SOURCE TEXT |

==============================

More families facing price shocks for lifesaving children’s medications

For years, Meghan Neri paid $30 apiece for packages of epinephrine auto-injectors for her two adolescent children with food allergies. The price for four packs of the lifesaving medication was a manageable $120 a year.
So Neri, 42, of Scituate, Massachusetts, was shocked when, in 2019, her family pharmacist said that each auto-injector pack would cost $600.
Her out-of-pocket cost for the year had skyrocketed to $2,400.
The price of the epinephrine shots themselves had not risen. The problem was the Neris had switched to a new, high-deductible health insurance plan to save money. Monthly payments are lower with high-deductible programs, but families must pay thousands of dollars each year before many costs — often including epi auto-injectors — are covered.
Like the Neris, many families are caught off guard by the jump in price. Some are forced to ration the auto-injectors or go without them.
The Neri family of Scituate, Massachusetts.Courtesy Neri family
“Many families have opted not to pick up their EpiPens because they can’t afford it,” said Dr. Purvi Parikh, an allergist and immunologist at NYU Langone Health in New York City. “They’re taking the chance that, God forbid, a bad outcome will occur.”
Parikh said families have had to shoulder more and more financial responsibilities over the past decade, particularly as high-deductible insurance plans have become more common.
The 2010 Affordable Care Act expanded access to health insurance, so companies were faced with covering more people than ever before. To compensate, insurers “not only raised how much it costs to be covered, but they’ve pushed more of that out onto the patient in the form of high-deductible plans,” Parikh said. “We’ve been seeing this every single year for at least the last seven to 10 years.”
An analysis by KFF, also known as the Kaiser Family Foundation, found that in 2009, 17% of workers were enrolled in a health plan with an annual deductible of at least $1,000. By 2021, it was 50%.
“The average deductible in employer-based health insurance now is over $1,700 per person,” said Larry Levitt, executive vice president of KFF.
With some family plans, deductibles can soar well over $3,000.
“What it means is that even when you’re insured, you may not actually be protected from potentially catastrophic health care costs,” Levitt said.
Prescriptions that previously cost no more than $30 or so — a basic copay — are now full price, which can soar into hundreds of dollars.
Some medications, such as drugs to control high blood pressure, are covered even before the deductible is met. But the epinephrine auto-injectors — which deliver a shot of epinephrine and are the only emergency medicine available for life-threatening allergic reactions — usually are not.
Few prescription drugs or devices symbolize out-of-control health care costs more than EpiPen.

==============================

RAW DATA |
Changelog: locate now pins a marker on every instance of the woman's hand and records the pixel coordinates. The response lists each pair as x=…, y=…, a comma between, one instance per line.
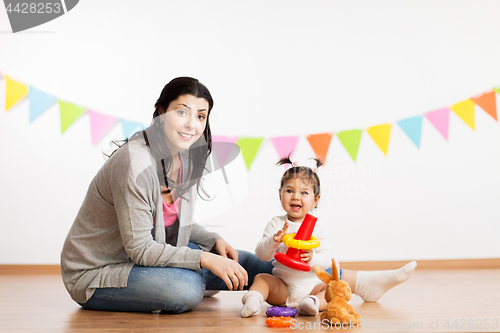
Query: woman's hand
x=224, y=249
x=307, y=255
x=278, y=237
x=228, y=270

==============================

In the article on price shocks for children's medications, what share of workers were enrolled in a health plan with an annual deductible of at least $1,000 in 2021, according to the KFF analysis?

50%